## Given passage

****************************************

SRE Sentinel is an AI-powered monitoring and self-healing system for containerized applications. It continuously monitors Docker containers, detects anomalies using advanced AI analysis, performs root cause analysis, and executes automated fixes through the Model Context Protocol (MCP).

🚀 Features

Real-time Monitoring: Continuously monitors Docker containers for logs, metrics, and events
AI-Powered Anomaly Detection: Uses Cerebras AI for fast anomaly detection in container logs
Deep Root Cause Analysis: Leverages Llama 4 Scout for comprehensive incident analysis
Automated Remediation: Executes fixes through secure MCP Gateway with Docker control tools
Dynamic Tool Discovery: Automatically discovers available tools from MCP servers
Real-time Telemetry: Provides WebSocket-based real-time event streaming
Human-Friendly Explanations: Generates stakeholder-friendly incident explanations

🏗️ Architecture

┌─────────────────┐    ┌─────────────────┐    ┌─────────────────┐
│   Containers    │───▶│   SRE Sentinel  │───▶│   Event Bus     │
│                 │    │                 │    │                 │
│ - Logs          │    │ - Monitor       │    │ - Publish       │
│ - Metrics       │    │ - Detect        │    │ - Persist       │
│ - Events        │    │ - Analyze       │    │ - Distribute    │
└─────────────────┘    │ - Remediate     │    └─────────────────┘
                       └─────────────────┘
                                 │
                                 ▼
                        ┌─────────────────┐
                        │   AI Services   │
                        │                 │
                        │ - Cerebras      │
                        │ - Llama         │
                        └─────────────────┘
                                 │
                                 ▼
                        ┌─────────────────┐
                        │   MCP Gateway   │
                        │                 │
                        │ - Docker Control│
                        │ - Config Patcher│
                        └─────────────────┘

🛠️ MCP Integration

SRE Sentinel uses the Model Context Protocol (MCP) to securely interact with container infrastructure through the Docker MCP Gateway. This architecture provides a secure, audited, and extensible way to execute container operations.

****************************************

## Set task 1
In the SRE Sentinel overview, copy the text word for word from "SRE Sentinel uses" to "execute container operations.".
## Set task 2
According to the SRE Sentinel overview, which model does the system use for deep root cause analysis?
## Set task 3
Continue the SRE Sentinel overview, picking up after its final sentence.

## Data
****************************************

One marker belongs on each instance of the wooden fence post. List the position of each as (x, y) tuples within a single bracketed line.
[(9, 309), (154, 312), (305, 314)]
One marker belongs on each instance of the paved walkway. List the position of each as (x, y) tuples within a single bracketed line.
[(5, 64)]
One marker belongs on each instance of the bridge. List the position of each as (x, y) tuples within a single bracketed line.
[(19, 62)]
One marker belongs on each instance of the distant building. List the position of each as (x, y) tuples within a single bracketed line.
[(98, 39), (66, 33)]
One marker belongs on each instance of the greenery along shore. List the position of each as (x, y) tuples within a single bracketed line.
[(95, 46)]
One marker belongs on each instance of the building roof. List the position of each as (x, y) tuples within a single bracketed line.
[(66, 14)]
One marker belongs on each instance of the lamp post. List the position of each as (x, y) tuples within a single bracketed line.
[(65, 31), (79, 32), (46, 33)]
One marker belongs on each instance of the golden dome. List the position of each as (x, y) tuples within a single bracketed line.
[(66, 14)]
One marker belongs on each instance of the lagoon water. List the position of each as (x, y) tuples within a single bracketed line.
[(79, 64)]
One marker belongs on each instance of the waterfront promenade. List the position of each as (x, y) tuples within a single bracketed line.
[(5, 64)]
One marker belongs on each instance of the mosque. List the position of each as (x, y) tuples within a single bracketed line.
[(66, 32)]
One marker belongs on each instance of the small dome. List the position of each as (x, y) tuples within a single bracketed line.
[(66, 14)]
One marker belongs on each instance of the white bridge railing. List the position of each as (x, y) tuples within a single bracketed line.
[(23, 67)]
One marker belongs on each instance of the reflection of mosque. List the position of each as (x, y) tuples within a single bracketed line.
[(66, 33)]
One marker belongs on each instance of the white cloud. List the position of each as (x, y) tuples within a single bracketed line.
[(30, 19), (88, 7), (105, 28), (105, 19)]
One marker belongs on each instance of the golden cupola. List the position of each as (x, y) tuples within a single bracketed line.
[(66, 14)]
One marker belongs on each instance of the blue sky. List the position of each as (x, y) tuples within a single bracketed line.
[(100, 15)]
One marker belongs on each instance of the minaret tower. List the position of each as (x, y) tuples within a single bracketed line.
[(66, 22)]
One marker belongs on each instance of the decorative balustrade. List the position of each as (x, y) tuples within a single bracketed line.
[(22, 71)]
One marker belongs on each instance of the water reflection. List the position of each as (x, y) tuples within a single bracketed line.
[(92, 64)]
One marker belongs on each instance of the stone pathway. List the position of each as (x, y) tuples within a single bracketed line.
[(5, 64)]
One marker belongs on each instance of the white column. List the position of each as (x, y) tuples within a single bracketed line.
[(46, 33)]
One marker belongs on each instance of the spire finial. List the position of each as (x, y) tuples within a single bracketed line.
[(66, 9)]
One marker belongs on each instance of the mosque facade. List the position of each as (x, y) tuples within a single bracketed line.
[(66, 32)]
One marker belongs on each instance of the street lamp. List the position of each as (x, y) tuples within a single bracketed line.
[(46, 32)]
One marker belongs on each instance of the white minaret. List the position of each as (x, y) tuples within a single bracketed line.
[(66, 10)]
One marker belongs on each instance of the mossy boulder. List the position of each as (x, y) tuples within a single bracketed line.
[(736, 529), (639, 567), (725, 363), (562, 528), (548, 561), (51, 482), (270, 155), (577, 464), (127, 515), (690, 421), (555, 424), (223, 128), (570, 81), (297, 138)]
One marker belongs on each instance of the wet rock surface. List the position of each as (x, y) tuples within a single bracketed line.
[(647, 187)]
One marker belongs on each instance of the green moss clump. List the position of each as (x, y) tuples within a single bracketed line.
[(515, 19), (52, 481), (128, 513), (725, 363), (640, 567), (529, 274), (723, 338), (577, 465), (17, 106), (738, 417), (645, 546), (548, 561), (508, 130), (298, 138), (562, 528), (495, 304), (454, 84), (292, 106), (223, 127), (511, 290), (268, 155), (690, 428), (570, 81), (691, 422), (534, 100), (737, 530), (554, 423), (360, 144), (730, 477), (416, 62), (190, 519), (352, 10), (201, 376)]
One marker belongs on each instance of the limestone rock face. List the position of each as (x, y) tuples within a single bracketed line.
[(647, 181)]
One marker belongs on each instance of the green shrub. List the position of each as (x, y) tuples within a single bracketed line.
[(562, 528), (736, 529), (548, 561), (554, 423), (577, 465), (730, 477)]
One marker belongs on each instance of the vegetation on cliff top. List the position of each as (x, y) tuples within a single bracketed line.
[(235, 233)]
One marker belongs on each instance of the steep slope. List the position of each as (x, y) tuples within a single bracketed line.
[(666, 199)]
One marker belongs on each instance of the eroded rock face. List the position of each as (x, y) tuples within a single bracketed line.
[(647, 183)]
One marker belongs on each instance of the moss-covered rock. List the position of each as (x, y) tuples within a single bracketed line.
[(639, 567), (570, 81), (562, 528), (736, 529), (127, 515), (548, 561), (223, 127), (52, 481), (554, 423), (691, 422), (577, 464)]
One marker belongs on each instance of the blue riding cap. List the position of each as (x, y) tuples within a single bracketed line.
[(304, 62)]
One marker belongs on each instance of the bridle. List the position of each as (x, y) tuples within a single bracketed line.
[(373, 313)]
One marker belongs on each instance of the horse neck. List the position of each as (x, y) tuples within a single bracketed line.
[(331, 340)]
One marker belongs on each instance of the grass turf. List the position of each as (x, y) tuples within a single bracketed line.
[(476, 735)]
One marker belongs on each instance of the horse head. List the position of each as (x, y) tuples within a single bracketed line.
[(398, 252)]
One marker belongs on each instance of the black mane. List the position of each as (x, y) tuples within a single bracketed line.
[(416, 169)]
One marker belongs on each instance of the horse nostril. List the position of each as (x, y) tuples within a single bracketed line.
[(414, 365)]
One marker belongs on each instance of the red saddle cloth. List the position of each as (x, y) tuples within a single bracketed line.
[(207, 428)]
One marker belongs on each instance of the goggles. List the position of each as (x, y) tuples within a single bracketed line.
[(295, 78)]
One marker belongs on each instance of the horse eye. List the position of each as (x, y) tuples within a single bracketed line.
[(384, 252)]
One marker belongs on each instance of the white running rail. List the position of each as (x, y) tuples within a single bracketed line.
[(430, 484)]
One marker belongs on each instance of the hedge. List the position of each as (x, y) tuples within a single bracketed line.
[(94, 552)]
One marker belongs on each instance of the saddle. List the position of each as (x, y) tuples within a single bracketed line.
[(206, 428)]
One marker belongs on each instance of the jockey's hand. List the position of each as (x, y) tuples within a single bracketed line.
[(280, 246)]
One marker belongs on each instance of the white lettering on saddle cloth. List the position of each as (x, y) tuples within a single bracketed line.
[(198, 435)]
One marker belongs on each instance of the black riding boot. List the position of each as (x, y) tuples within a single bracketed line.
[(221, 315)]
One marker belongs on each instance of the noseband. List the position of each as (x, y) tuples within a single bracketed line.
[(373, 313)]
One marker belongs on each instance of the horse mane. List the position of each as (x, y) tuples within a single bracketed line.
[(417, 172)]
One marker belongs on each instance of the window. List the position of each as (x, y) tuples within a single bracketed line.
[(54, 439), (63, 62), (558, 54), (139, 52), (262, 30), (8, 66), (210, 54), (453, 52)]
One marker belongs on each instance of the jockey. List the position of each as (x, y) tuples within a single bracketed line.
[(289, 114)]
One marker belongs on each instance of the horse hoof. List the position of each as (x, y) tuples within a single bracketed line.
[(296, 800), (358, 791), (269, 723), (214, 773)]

****************************************

## Response 1
SRE Sentinel uses the Model Context Protocol (MCP) to securely interact with container infrastructure through the Docker MCP Gateway. This architecture provides a secure, audited, and extensible way to execute container operations.

## Response 2
Llama 4 Scout

## Response 3
MCP Architecture Overview

┌─────────────────┐    ┌─────────────────┐    ┌─────────────────┐
│   SRE Sentinel  │───▶│  MCP Gateway    │───▶│  MCP Servers    │
│   (Python)      │    │  (Docker)       │    │  (Node.js)      │
│                 │    │                 │    │                 │
│ - AI Analysis   │    │ - Session Mgmt  │    │ - Docker API    │
│ - Fix Actions   │    │ - Tool Routing  │    │ - Config Mgmt   │
│ - SSE Client    │    │ - Security      │    │ - Validation    │
└─────────────────┘    └─────────────────┘    └─────────────────┘

MCP Gateway Connection

The Python orchestrator connects to the MCP Gateway using Server-Sent Events (SSE) protocol:

Session Initialization: Establishes a session with the MCP Gateway
Tool Discovery: Automatically discovers available tools from all registered MCP servers
Dynamic Execution: Executes tools with proper parameter validation and error handling
Security Isolation: All container operations go through the Gateway's security layer

MCP Servers

1. Docker Control Server (`mcp-servers/docker-control/`)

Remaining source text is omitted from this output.